**The exercise:**
Render every line of the listing below as a JSON array of strings, one string per line, omitting blank lines. Leave the pictures out of your answer.

**Data shown:**
- - -

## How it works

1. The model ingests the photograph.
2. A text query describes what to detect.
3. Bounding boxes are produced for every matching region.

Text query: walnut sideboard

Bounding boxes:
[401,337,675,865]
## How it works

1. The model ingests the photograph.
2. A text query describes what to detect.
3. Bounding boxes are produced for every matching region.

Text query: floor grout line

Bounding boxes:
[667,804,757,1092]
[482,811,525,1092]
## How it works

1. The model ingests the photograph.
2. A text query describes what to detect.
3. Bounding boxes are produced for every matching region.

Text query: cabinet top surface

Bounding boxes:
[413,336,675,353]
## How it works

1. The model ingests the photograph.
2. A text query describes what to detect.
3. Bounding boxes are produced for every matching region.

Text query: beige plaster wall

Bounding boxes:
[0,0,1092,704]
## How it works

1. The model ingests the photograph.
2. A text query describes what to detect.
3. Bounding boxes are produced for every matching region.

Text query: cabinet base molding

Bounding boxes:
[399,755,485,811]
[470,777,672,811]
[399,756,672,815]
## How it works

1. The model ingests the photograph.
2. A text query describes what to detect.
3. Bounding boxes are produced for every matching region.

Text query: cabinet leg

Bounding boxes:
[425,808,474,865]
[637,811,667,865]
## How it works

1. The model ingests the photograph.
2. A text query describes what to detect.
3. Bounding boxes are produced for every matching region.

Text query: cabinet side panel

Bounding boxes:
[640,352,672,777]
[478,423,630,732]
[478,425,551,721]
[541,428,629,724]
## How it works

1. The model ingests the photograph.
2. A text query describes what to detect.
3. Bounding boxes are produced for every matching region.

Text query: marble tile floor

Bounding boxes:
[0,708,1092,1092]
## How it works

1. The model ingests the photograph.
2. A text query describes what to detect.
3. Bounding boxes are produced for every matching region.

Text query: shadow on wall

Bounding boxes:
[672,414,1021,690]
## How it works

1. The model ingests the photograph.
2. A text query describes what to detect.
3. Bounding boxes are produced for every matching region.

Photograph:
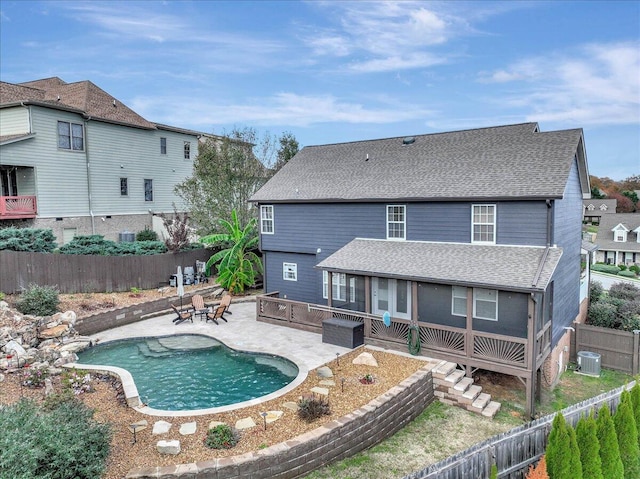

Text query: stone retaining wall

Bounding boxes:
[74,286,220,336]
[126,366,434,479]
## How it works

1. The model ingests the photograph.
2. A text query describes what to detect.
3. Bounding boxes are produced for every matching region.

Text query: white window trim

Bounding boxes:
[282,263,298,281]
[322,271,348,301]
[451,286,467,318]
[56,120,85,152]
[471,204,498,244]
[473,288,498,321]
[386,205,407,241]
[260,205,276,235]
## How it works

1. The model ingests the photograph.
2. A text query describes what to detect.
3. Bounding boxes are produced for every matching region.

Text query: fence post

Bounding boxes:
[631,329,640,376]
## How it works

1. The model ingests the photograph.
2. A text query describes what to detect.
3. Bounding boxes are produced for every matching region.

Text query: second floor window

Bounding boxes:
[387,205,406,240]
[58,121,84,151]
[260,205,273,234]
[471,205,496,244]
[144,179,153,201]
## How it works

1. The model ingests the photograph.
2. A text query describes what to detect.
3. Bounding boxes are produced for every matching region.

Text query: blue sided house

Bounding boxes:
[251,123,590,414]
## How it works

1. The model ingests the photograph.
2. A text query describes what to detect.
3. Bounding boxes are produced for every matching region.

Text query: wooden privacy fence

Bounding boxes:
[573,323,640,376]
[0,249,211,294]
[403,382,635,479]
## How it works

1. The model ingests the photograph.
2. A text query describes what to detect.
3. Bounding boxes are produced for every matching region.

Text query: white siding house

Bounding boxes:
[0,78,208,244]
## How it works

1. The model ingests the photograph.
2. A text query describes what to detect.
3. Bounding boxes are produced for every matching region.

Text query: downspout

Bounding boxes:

- - -

**Solved problem:**
[
  "## How it works",
  "1. The model ingests the photograph.",
  "2. A text query describes what to detect.",
  "3. Bounding boxes are produced for every matching region.",
  "Text query: walnut sideboard",
  "Bounding boxes:",
  "[401,337,675,865]",
  "## How it works",
  "1. The model ingests the photograph.",
  "2. A text query describes what to detect.",
  "3. Bounding boxes are produced for every matching region.",
  "Text query: floor grout line",
  "Bounding boxes:",
  "[667,804,757,1092]",
  "[482,811,525,1092]",
  "## How it works",
  "1. The model ingests the photograph.",
  "2. A text query describes what to detect.",
  "3. Bounding boxes are produced for every matching region.",
  "Text query: cabinet top surface",
  "Bounding boxes:",
  "[413,336,675,353]",
  "## How it works",
  "1. The model ingests the photograph.",
  "2. A text query describes what to detect.",
  "3. Bounding boxes are produced for every matching region.",
  "Text query: beige plaster wall",
  "Bounding boxes:",
  "[0,0,1092,704]",
  "## How it works",
  "1. The model ingests the photograph.",
  "2. A text query describes what to detect.",
  "3. Bounding boxes are produced for every matching region.",
  "Text query: cabinet base molding",
  "Bounding boxes:",
  "[399,755,485,811]",
  "[470,777,672,811]",
  "[399,756,672,815]",
  "## How it works",
  "1. The model ingests the photograph.",
  "2. A text query describes what to detect.",
  "3. Bounding boxes are produced for every matching region.",
  "Text query: cabinet leg",
  "Bounding boxes:",
  "[425,808,474,865]",
  "[637,811,667,865]",
  "## How it works",
  "1. The model ingests the photograph.",
  "2. A text query describes what to detect.",
  "3. Bounding boxes are produced for every matching region.",
  "Text query: cabinet side panel",
  "Bounding boxes:",
  "[640,352,672,777]",
  "[478,423,630,732]",
  "[478,425,551,721]",
  "[541,428,629,724]",
  "## How it works",
  "1. The model ingests the photograph.",
  "2. A text query describes what to detect.",
  "3. Bounding boxes are produced for every matching region.",
  "Text query: marble tile floor",
  "Bounding boxes:",
  "[0,708,1092,1092]",
  "## How it works",
  "1. The model ingests the photograph.",
  "2. A text query describes what to detect.",
  "3. Bounding boxes are produced for every matching region.",
  "Text query: shadow on wall",
  "Bounding boxes:",
  "[672,414,1021,690]",
  "## How it works",
  "1. The model ingests the photograph.",
  "2. A text query describes what to detect.",
  "3. Bounding boxes are produced for every matching region.",
  "Photograph:",
  "Text query: stone retaining wall",
  "Bounding boxes:",
  "[74,286,220,336]",
  "[126,366,434,479]",
  "## How it works",
  "1. The model ingests the photograph.",
  "2. A text query describes what to detect.",
  "3. Bounding boxes are produced for every matching region.",
  "Text query: white window trim",
  "Bounding boxes:",
  "[282,263,298,281]",
  "[322,271,348,301]",
  "[451,286,467,318]",
  "[56,120,85,152]",
  "[471,204,498,244]",
  "[473,288,498,321]",
  "[386,205,407,241]",
  "[260,205,276,235]",
  "## How it works",
  "1. The model ingests the photograph.",
  "2. A text query describes what to detect.",
  "3. Bounding boxes are produced for every matching region.",
  "Text query: fence post",
  "Bounding boxes:",
  "[631,329,640,376]",
  "## How it works",
  "1. The model ingests the photograph.",
  "2. A text query describes what to detect.",
  "3. Bounding boxes are produced for every matching region.",
  "Text query: second floor window",
  "Bounding boxes:",
  "[387,205,406,240]",
  "[58,121,84,151]",
  "[260,205,273,234]",
  "[471,205,496,244]",
  "[144,179,153,201]",
  "## How it works",
  "1. The model ingests the photograph.",
  "2. A text query describes what to detect.",
  "3. Bounding boxes are produced for every matching region.",
  "Text query: blue sided house",
  "Bounding boxes:",
  "[251,123,590,414]",
  "## How it works",
  "1. The model ingests the photograph.",
  "2. A text query describes what to detect.",
  "3. Bounding boxes are produced for every matching region.",
  "Text query: wooden privacy fence",
  "Bounding boxes:",
  "[573,323,640,376]",
  "[0,249,211,294]",
  "[403,382,635,479]",
  "## How it works",
  "1. The model ingests the photograph.",
  "2. A text query describes what to detect.",
  "3. Bounding boxes are produced for every matching region.",
  "Text query: white siding house",
  "Bounding boxes:",
  "[0,78,208,244]",
  "## How it works",
  "1. The model ingests the photograph.",
  "2. A text query describes what to detect.",
  "3. Bounding boxes are produced for every matching region.",
  "Text query: downspout",
  "Bounding boxes:"
]